Exercise requirements ->
Find every line in the records below that holds the word "sculpture", and copy it out.

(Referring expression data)
+ + + +

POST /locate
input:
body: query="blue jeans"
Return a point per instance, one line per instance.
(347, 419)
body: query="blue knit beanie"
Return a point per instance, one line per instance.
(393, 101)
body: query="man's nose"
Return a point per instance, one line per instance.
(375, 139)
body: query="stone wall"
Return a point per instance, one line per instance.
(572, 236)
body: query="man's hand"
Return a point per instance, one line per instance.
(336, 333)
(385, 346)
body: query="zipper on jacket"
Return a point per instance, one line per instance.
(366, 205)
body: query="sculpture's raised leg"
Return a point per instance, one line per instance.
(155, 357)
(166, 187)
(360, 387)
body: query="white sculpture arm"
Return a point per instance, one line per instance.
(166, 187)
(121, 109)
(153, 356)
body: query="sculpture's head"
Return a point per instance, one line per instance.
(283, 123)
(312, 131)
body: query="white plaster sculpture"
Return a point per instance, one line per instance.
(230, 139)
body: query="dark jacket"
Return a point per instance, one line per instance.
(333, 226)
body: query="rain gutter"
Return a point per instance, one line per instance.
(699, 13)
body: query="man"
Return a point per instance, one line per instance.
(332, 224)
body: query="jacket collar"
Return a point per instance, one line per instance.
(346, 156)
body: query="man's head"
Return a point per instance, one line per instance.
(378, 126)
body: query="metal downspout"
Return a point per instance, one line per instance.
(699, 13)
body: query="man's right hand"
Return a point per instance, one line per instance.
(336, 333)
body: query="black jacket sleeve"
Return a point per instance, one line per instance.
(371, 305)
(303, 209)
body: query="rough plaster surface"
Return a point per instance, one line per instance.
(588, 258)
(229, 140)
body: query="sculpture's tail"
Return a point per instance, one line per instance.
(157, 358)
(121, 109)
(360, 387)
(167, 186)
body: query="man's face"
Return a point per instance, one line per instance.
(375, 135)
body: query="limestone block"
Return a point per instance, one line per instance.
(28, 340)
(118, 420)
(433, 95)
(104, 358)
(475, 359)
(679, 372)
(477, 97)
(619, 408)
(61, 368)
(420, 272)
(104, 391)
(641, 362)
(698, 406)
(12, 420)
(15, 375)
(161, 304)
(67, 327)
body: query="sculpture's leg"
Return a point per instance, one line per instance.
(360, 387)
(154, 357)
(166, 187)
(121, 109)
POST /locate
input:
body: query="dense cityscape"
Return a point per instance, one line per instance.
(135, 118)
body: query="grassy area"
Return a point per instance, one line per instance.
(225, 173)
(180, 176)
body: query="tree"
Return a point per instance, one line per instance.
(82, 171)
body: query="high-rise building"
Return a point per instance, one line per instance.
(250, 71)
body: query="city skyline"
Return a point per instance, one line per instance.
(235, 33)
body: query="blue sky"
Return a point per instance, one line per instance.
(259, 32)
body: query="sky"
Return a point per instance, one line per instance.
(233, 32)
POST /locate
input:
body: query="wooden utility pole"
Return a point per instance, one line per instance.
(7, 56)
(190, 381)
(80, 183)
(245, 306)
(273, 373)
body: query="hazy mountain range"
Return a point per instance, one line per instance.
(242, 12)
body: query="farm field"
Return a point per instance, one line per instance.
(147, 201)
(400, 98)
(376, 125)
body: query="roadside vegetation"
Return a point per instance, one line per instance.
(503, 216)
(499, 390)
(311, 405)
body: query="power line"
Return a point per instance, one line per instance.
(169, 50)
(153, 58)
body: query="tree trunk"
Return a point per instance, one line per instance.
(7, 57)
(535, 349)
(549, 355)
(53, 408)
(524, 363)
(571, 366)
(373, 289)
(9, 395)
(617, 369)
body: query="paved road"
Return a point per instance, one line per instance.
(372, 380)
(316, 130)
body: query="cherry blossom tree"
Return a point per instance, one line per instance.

+ + + +

Result below ->
body: query="sculpture's raised leg"
body: query="white sculpture arm"
body: query="sculpture's head"
body: query="white plaster sculpture"
body: query="sculpture's tail"
body: query="sculpture's leg"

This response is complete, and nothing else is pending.